Dataset excerpts on object pointing:
[Begin]

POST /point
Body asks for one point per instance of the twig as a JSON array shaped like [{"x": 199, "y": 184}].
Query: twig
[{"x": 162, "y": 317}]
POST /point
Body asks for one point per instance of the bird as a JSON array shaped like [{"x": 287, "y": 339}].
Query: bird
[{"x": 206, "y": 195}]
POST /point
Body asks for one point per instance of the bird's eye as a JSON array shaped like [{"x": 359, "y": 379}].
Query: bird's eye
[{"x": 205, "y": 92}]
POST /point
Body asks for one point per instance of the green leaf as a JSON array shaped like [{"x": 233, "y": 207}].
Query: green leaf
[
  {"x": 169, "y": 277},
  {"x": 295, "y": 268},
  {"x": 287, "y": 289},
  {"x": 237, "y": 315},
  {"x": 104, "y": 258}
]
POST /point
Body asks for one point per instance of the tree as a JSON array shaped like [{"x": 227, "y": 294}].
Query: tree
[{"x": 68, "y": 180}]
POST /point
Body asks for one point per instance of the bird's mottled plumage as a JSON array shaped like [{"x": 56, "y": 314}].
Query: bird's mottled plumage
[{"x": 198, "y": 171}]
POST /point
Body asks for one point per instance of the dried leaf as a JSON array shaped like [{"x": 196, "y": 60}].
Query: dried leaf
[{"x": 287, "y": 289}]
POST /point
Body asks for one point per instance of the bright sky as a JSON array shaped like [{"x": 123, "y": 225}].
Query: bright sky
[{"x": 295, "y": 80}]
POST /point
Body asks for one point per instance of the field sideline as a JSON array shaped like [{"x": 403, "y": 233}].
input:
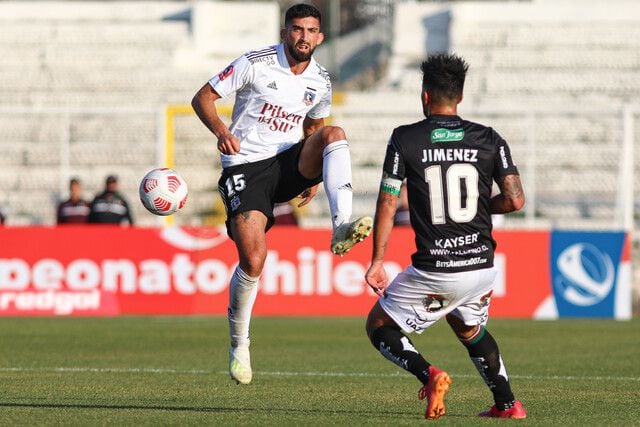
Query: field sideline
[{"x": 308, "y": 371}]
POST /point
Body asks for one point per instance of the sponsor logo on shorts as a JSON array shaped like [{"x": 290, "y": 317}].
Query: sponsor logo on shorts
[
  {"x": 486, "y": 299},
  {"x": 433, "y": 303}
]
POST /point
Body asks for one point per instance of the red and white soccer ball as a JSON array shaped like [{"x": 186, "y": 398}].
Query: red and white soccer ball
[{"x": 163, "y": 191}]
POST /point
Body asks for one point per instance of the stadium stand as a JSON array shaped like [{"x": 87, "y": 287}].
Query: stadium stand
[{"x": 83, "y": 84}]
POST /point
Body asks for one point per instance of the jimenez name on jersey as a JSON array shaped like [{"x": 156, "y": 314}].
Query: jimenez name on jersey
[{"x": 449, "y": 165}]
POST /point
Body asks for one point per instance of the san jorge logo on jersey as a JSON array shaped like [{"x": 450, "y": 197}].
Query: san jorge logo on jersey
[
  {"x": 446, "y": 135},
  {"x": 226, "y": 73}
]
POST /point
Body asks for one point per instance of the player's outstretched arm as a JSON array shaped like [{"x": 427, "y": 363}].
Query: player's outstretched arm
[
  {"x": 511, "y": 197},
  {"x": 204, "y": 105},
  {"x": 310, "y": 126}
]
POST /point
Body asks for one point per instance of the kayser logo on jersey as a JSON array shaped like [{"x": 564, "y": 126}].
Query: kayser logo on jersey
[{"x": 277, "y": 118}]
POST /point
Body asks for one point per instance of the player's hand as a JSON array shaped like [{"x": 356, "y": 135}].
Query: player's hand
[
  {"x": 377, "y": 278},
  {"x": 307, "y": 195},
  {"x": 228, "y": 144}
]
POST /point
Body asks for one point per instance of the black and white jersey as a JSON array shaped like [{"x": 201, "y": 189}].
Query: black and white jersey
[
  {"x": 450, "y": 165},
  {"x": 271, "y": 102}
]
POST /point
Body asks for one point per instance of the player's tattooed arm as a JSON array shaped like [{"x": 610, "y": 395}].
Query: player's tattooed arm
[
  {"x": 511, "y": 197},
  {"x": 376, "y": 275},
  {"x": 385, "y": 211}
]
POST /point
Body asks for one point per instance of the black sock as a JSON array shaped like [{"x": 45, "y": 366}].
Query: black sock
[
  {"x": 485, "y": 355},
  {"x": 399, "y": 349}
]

[End]
[Begin]

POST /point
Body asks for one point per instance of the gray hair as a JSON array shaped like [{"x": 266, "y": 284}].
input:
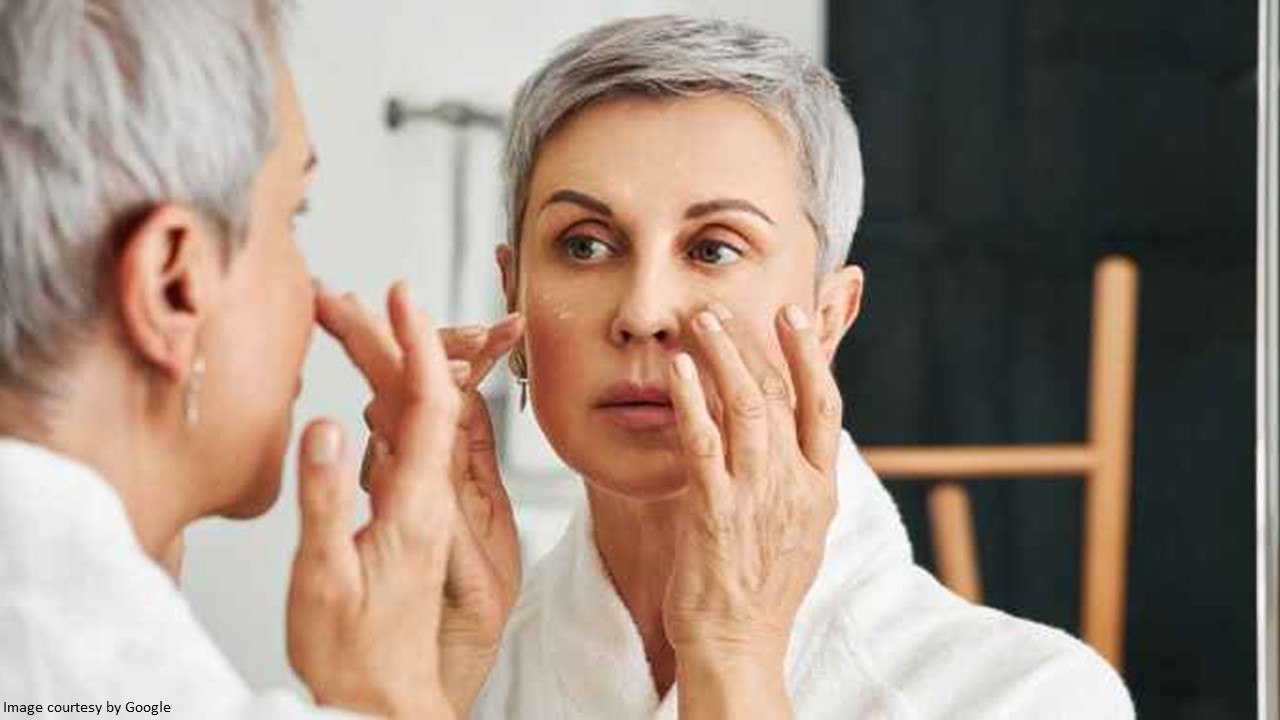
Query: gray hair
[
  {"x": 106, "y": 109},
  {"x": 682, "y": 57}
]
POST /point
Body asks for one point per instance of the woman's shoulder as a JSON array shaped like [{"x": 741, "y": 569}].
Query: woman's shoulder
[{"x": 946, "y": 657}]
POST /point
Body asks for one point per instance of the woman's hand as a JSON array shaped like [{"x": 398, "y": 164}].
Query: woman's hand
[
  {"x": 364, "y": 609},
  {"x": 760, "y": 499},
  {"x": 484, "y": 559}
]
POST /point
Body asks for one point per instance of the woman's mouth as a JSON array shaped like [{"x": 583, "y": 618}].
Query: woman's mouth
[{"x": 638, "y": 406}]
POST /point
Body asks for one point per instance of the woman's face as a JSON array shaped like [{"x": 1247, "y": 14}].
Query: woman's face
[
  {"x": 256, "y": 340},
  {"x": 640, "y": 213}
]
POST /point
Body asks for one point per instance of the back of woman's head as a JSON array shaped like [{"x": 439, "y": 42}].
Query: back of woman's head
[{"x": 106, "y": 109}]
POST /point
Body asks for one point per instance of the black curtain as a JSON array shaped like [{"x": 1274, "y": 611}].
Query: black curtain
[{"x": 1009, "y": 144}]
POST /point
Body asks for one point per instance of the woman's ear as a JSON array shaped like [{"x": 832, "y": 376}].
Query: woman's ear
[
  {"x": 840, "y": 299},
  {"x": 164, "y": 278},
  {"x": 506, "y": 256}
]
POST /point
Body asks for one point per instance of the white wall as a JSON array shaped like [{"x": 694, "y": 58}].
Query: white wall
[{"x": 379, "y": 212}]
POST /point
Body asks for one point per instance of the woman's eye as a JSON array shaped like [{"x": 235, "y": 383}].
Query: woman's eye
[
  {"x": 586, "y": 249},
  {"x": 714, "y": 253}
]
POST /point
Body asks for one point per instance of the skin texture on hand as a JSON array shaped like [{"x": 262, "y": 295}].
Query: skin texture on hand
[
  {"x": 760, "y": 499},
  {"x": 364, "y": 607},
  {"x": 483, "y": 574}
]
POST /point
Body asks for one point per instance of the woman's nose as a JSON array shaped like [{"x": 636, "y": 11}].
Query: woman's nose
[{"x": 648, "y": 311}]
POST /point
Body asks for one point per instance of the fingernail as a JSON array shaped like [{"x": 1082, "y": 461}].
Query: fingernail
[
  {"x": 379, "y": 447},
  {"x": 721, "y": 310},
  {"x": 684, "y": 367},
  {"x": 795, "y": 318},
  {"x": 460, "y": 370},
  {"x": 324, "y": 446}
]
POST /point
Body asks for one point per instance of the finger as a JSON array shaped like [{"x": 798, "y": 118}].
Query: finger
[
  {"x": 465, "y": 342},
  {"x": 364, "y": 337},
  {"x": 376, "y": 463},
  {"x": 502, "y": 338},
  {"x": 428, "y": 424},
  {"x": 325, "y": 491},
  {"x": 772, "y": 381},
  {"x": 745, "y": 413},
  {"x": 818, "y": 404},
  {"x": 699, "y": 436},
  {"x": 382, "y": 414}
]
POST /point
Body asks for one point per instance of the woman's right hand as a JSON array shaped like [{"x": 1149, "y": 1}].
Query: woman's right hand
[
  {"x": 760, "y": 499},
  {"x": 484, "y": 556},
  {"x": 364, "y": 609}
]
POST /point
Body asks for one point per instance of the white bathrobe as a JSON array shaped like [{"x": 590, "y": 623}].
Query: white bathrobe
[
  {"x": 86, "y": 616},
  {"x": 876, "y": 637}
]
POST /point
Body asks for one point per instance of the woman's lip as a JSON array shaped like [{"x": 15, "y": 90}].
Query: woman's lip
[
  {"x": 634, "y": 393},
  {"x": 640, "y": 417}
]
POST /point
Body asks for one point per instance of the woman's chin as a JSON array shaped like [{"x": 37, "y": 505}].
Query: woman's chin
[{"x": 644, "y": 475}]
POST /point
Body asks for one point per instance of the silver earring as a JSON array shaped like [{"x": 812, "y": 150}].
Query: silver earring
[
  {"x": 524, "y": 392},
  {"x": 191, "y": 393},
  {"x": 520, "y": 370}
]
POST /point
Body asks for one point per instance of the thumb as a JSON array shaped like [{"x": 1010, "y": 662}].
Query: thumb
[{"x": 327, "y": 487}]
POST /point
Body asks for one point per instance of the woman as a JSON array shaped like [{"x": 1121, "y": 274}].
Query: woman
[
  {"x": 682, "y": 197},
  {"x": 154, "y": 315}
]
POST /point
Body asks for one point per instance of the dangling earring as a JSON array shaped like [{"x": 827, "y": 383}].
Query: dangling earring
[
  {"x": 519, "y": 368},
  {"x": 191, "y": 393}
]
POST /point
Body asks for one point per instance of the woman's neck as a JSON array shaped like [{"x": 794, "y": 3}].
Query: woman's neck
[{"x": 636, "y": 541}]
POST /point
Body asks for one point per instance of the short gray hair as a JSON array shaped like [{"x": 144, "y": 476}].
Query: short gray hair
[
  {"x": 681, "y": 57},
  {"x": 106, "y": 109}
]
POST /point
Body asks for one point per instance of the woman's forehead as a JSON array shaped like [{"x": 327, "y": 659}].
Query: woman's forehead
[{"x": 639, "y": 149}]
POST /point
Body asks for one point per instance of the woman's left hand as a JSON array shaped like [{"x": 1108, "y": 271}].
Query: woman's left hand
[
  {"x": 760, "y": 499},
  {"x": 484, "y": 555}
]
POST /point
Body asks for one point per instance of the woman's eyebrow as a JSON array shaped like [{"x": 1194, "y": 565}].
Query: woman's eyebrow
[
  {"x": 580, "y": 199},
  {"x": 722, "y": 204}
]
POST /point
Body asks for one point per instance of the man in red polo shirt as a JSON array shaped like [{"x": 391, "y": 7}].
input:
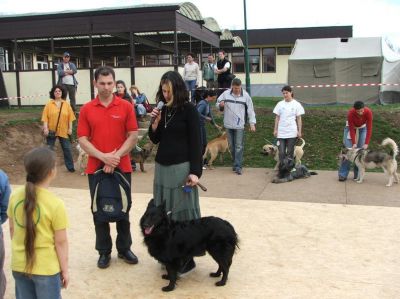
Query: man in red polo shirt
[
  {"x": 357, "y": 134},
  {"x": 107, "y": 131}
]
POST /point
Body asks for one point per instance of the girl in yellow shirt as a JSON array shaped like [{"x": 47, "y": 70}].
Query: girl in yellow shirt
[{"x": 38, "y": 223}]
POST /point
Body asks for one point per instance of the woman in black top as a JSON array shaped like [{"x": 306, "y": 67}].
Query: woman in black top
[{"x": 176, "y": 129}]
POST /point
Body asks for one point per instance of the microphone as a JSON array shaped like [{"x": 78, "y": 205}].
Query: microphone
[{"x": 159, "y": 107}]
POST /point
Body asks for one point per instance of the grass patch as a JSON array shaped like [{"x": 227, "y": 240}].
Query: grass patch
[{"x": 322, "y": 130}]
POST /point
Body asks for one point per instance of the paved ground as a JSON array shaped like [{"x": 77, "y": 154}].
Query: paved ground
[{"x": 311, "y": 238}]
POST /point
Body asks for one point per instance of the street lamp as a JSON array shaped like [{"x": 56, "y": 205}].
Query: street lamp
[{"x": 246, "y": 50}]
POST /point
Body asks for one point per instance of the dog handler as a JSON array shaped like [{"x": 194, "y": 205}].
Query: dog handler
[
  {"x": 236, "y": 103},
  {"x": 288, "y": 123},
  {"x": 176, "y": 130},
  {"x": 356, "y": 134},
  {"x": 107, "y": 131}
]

[End]
[Begin]

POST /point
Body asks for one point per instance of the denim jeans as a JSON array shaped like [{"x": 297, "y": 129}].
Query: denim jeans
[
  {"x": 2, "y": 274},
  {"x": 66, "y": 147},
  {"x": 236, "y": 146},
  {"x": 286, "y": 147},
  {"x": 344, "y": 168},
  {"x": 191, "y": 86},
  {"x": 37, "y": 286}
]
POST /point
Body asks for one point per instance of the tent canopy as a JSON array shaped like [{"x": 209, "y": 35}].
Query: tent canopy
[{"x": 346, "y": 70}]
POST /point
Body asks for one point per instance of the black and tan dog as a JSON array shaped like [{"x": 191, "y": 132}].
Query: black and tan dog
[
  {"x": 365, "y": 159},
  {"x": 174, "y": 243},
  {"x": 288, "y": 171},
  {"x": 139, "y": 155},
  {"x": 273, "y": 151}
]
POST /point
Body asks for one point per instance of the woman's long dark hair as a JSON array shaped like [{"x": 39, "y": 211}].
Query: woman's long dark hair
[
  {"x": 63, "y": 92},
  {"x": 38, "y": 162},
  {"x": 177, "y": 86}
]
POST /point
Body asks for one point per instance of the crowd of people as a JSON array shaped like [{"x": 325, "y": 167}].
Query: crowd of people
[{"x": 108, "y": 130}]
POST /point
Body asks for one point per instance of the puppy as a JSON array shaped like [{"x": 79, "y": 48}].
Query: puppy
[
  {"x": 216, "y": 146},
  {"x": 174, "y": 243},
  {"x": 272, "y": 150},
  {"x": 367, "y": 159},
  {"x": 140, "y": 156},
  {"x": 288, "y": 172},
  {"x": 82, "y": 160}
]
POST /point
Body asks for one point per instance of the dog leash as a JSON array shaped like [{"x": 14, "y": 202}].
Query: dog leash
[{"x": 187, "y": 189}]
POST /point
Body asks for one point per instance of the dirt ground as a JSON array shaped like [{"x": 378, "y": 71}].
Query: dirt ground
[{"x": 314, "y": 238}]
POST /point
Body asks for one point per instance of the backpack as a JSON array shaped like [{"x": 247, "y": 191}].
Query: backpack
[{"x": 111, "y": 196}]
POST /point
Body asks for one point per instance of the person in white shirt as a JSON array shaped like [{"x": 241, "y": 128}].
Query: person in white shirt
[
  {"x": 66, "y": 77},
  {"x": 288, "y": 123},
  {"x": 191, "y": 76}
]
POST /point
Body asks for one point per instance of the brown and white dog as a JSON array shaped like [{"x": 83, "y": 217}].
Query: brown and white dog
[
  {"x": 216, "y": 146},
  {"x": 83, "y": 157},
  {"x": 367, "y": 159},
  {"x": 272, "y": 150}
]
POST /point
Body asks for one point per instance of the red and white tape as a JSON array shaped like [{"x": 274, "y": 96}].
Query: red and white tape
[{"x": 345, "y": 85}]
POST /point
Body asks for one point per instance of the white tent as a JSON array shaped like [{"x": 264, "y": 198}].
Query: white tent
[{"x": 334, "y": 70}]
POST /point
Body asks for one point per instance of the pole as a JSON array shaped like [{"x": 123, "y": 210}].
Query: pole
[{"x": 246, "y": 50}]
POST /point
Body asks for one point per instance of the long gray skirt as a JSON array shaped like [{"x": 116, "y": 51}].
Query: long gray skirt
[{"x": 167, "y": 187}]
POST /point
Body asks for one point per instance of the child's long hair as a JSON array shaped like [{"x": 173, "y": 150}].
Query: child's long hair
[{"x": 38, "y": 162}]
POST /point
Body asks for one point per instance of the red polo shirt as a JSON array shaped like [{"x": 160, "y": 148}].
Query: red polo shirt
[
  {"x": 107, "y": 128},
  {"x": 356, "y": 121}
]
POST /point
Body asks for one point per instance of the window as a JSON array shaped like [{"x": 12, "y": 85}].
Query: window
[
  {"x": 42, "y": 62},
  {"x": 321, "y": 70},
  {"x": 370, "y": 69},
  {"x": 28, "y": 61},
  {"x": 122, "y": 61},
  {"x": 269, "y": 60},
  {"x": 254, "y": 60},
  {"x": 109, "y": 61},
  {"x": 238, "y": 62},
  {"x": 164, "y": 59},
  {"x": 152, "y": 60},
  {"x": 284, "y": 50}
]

[End]

__DO THIS__
Identify every line above that contains the word "lamp", and copy each of those lines.

__OUTPUT__
Body asks for one point per instance of the street lamp as a JSON array shaped like [{"x": 56, "y": 205}].
Query: street lamp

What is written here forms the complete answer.